> Source extract:
Building from source

To build the CrateDB Prometheus Adapter from source, you need to have a working Go environment with a recent version of Golang installed.

Use the go tool to download and install the cratedb-prometheus-adapter executable into your GOPATH:

go get github.com/crate/cratedb-prometheus-adapter

Set up Sandbox

For working on the source code, it is advised to setup a development sandbox. To start things off, clone the repository and change into the newly checked out directory:

mkdir -pv ${GOPATH}/src/github.com/crate
cd ${GOPATH}/src/github.com/crate
git clone https://github.com/crate/cratedb-prometheus-adapter.git
cd cratedb-prometheus-adapter

To simply run the adapter, invoke:

go run .

To print a default configuration to stdout, use:

go run . -config.make

To build the cratedb-prometheus-adapter executable, run:

go build

Unit tests

To run the test suite, execute:

go test -v

For running the linter, invoke:

gofmt -l -d .

> Recorded information:
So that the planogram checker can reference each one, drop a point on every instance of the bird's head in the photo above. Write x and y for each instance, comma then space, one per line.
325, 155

> Problems and tasks:
1 > Print the stretch of the CrateDB Prometheus Adapter build instructions from "Building from source" through "of Golang installed.", copied word for word.
2 > Give what follows in the CrateDB Prometheus Adapter build instructions, continuing them from the point where they stop.

> Results of the tasks:
1 >
Building from source

To build the CrateDB Prometheus Adapter from source, you need to have a working Go environment with a recent version of Golang installed.

2 >
To format the files, according to what the linter says, run:

gofmt -w .

Integration tests

Run CrateDB and Prometheus:

docker compose --file tests/docker-compose.yaml up

Set up Python sandbox:

python3 -m venv .venv
source .venv/bin/activate
pip install -r requirements-test.txt

Run integration tests:

pytest

Sandbox Deployment

You can also use a Docker Compose service definition to run both CrateDB and Prometheus on your workstation, for evaluation and testing purposes.

The setup will sample metrics each five seconds, for both prometheus and cratedb collection jobs:

docker compose --file sandbox/docker-compose.yaml up

Note

Please note that the Docker Compose configuration for the integration testing harness is not suitable for regular operations, because it uses a very high sampling rate. As such, it will significantly consume disk space when it is run for a longer time.

Provision database schema:

crash < sql/ddl.sql

This currently needs to be accompanied by running the Prometheus Adapter service on your workstation, like:

go run .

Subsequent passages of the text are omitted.